What is needed → Gather every line of the material below that contains the word "white", copying each line in full. Case counts.

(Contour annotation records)
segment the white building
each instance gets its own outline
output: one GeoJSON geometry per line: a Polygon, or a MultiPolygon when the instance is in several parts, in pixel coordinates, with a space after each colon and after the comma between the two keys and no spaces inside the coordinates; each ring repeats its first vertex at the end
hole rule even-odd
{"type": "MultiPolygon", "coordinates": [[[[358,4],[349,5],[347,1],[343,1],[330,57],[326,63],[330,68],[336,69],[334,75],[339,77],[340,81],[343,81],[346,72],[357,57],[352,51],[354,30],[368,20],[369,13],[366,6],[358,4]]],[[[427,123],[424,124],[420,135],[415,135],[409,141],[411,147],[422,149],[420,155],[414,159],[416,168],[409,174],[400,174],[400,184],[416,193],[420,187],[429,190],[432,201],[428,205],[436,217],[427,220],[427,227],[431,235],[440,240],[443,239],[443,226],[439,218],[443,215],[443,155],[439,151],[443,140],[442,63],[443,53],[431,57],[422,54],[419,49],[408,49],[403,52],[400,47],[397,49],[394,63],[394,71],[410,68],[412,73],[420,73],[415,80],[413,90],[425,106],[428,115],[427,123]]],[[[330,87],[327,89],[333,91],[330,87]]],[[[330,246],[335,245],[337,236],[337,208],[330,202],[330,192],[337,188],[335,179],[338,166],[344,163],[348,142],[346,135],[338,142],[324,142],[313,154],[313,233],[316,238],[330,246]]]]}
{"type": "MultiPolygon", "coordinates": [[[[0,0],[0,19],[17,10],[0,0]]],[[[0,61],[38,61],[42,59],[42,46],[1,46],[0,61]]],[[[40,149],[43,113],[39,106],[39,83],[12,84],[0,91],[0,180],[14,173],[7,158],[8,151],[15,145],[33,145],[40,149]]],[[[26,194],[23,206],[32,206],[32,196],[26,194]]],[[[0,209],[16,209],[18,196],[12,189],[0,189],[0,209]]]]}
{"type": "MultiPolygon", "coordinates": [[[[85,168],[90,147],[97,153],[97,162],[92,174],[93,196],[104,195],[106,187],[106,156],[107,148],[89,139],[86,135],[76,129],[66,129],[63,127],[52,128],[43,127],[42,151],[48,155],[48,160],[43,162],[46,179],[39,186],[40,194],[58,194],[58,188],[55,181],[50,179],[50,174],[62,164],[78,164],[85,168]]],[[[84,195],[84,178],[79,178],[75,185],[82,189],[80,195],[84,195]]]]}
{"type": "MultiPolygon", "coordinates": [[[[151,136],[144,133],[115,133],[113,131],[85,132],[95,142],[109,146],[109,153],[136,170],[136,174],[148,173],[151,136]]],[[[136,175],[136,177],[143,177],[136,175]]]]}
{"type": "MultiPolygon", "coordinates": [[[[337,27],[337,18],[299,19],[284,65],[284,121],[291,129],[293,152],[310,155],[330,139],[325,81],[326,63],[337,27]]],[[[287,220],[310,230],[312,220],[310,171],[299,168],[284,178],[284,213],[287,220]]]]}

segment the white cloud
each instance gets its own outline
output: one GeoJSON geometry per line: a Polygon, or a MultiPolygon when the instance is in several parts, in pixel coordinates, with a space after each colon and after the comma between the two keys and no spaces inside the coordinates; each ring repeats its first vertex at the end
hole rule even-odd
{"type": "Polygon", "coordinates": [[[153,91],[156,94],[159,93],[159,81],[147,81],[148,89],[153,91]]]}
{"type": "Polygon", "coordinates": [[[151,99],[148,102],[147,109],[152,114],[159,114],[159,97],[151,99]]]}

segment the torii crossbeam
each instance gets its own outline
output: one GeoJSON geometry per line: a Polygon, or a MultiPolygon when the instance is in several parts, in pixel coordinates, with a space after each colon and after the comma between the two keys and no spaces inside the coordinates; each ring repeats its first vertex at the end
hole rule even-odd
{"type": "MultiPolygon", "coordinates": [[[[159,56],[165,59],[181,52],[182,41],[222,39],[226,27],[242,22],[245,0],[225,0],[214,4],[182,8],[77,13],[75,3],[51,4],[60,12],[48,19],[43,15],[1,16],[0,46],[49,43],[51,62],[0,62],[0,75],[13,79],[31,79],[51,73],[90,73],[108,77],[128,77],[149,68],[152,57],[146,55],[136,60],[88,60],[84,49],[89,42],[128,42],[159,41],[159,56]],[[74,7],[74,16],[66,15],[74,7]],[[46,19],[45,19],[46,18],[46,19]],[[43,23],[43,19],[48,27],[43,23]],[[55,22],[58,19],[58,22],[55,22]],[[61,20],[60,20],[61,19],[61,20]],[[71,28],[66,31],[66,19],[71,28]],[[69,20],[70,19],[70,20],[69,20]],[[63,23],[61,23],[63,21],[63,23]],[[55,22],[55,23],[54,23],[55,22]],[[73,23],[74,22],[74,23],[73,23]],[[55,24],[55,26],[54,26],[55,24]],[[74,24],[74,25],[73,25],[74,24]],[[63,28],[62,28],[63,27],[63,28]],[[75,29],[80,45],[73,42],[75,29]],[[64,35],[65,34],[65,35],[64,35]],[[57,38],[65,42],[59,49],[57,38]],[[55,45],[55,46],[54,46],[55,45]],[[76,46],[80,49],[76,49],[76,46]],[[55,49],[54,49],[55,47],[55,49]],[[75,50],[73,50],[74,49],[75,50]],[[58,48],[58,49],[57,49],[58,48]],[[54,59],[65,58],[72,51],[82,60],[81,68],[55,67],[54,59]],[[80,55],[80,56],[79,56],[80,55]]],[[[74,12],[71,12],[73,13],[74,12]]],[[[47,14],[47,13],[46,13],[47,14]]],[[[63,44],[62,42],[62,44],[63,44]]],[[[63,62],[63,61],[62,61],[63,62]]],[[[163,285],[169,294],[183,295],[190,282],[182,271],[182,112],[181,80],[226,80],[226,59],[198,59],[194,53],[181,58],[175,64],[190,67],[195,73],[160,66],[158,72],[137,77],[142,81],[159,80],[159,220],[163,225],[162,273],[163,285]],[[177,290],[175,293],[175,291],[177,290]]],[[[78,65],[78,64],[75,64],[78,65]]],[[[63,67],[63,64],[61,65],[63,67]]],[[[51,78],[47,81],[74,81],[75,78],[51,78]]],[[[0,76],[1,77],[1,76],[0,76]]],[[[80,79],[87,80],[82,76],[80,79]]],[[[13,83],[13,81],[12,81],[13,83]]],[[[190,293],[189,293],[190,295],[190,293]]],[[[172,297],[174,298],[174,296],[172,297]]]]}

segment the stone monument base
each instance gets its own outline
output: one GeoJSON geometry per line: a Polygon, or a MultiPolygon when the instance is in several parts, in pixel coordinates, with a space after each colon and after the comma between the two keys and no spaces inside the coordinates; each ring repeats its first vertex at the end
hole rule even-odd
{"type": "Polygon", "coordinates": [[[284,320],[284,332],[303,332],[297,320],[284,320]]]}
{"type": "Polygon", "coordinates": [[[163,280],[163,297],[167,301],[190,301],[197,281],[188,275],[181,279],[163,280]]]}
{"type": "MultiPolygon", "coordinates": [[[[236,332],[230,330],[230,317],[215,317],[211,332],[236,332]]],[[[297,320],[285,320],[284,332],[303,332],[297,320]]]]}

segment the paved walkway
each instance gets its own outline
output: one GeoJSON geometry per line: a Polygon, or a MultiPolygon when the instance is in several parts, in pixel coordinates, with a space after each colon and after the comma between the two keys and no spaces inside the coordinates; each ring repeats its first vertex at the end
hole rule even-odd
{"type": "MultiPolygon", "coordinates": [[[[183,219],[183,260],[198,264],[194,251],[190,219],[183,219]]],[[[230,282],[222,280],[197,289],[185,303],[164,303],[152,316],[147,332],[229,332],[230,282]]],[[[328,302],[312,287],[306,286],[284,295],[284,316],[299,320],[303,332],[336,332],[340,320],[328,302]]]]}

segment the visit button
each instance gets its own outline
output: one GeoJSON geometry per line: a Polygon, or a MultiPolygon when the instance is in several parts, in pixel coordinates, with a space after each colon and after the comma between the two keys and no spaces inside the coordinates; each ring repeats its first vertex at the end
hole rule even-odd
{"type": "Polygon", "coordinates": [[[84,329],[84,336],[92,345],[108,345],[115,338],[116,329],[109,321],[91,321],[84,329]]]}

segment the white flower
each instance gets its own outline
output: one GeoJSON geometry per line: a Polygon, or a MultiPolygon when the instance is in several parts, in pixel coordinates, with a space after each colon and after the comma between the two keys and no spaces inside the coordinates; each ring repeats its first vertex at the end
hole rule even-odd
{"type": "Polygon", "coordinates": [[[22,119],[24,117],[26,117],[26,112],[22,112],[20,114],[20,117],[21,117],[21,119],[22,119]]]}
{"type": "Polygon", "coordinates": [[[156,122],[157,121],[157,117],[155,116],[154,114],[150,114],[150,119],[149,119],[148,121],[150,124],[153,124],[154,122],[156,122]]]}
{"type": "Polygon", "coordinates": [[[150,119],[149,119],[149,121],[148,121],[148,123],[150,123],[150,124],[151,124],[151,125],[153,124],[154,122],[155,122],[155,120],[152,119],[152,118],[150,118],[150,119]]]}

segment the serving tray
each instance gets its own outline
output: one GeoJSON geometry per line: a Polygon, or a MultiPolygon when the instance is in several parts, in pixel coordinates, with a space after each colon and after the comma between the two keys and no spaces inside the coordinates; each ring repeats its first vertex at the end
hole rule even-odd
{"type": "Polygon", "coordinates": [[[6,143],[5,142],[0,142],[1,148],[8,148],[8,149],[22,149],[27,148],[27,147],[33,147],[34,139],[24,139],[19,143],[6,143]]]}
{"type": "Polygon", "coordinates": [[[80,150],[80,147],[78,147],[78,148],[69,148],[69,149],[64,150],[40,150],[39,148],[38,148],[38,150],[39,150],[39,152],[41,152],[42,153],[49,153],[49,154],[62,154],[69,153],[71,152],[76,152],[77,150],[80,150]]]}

Exercise output →
segment the white building
segment the white cloud
segment the white flower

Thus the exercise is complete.